▸ **Exercise**: Gather every line of the material below that contains the string "post". Case counts, so match uppercase and lowercase letters exactly.

▸ **Records for processing**:
** BEGIN **

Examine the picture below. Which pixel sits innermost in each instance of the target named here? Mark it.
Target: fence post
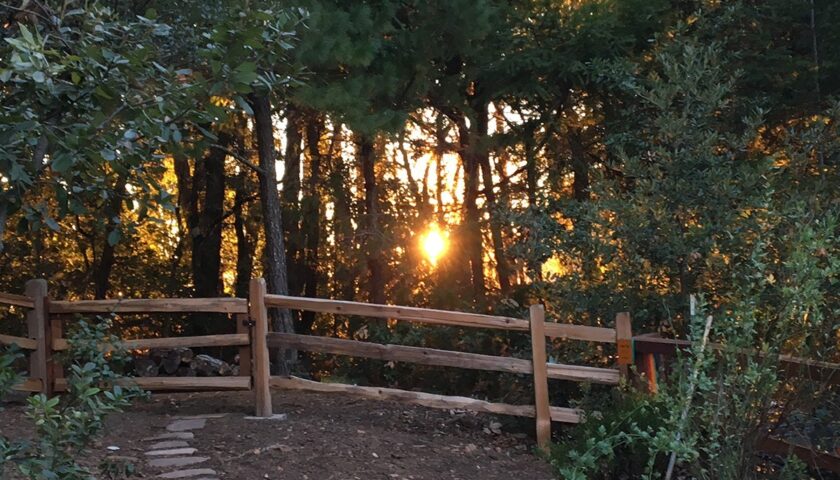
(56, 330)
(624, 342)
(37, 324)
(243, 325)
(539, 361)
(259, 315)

** END **
** BEGIN **

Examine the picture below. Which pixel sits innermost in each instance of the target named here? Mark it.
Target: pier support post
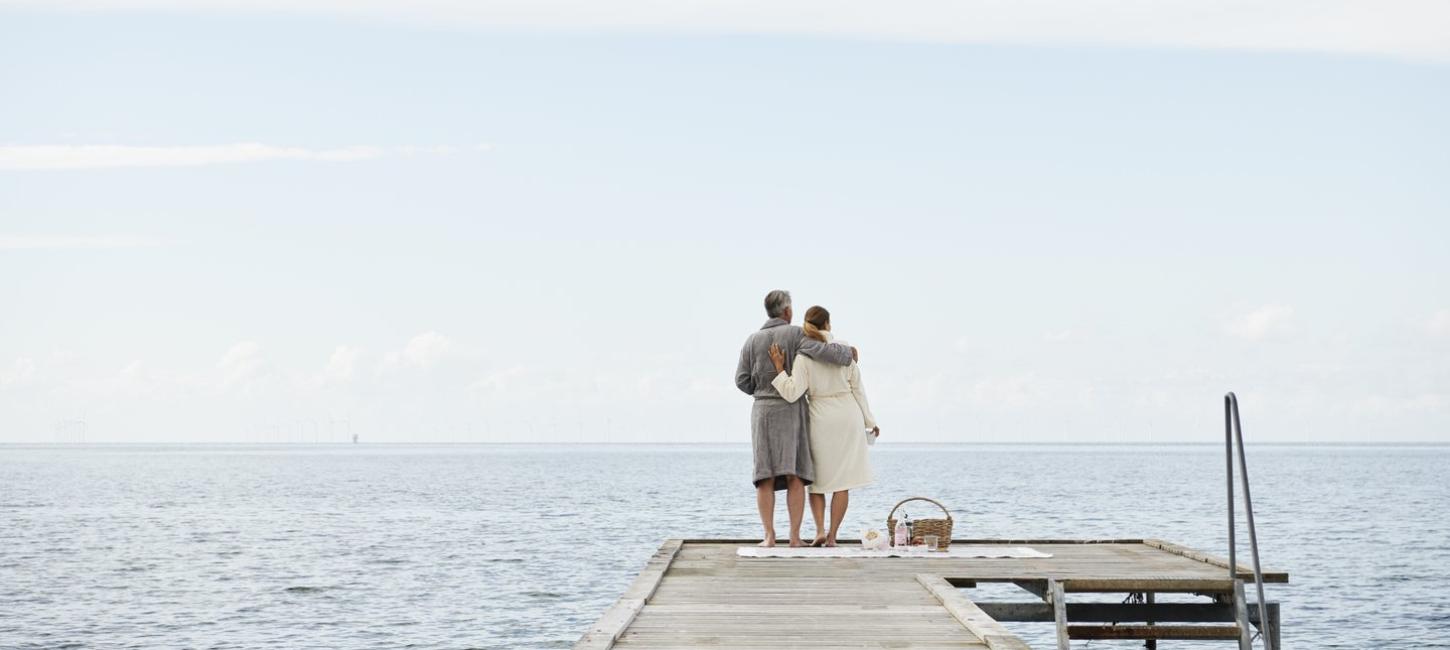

** END **
** BEGIN **

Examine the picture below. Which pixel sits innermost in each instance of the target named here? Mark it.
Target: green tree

** END **

▸ **Task response**:
Target: fence post
Target: pier support post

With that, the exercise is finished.